> _Written problem_
Carry on the passage about the cybersecurity architect's role in incident response, picking up right after its final sentence.

** START OF Selected excerpt **

After completing this unit, you’ll be able to:

  • Describe how to respond to incidents.
  • Explain your role in helping the organization recover from incidents.

Respond to Incidents

Now that you understand how to detect risks and monitor the effectiveness of your architecture at protecting the organization, it’s time to talk about your role in responding to and recovering from incidents when they do occur. No matter how carefully you’ve implemented your cybersecurity architecture, it’s not a silver bullet to thwart every bad actor. Eventually, there will be an incident, and you have a crucial role to play in dealing with cybersecurity incident response.

A cyber incident is a breach of a system’s security policy that affects its confidentiality, integrity, or availability, or the unauthorized access or attempted access to a system. Cybercriminals innovate just as businesses do, and the potential rewards of a successful breach for them grow as business use of cyberspace grows. Luckily, a solid architectural system design, standard controls, and regular vulnerability testing and security assessments are all effective countermeasures to reduce the risk of a successful attack. But what is your role when an attack does happen?

Part of your role as a cybersecurity architect is making sure that your organization has the information readily available that will help the cybersecurity incident response team respond quickly and effectively. The incident response team organizes the approach to responding to the incident and manages the aftermath of the security breach in a way that limits damage and reduces recovery time and costs. They need access to information about the IT infrastructure, including network diagrams, system architecture, and layout, in order to understand system dependencies and trace the attack and its impacts throughout the environment.  

Image of a cybersecurity architect sharing and explaining a map of the IT infrastructure (including where a bug or alert may exist) with an incident responder.

** END OF Selected excerpt **
** START OF Dataset content **

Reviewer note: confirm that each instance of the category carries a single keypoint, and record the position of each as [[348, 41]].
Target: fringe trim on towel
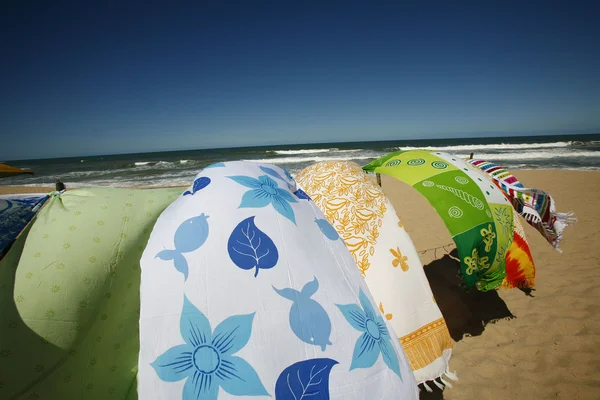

** END OF Dataset content **

> _Reply to the task_
In addition, the architecture you design and deploy should take incident response into account from inception, consider how to enable fast incident response and remediation times, and provide visibility across endpoints throughout the environment. For example, you put in place detective controls, such as logging to help identify a breach in progress. You ensure corrective actions are part of the architecture design, such as backups to help the business return to normal operations as quickly as possible. Taking these factors into consideration early on enables your incident response team to quickly understand the who, what, when, where, and how of an attack when one does occur. You also serve as an expert coach providing context so that the incident response team can analyze incident-related data with the requisite level of technical knowledge and experience. 

Finally, when designing an architecture you may need to put in place a design that can automatically exchange real time network defense data across the organization or with partner organizations in your industry. This enables information sharing and collectively strengthens defenses.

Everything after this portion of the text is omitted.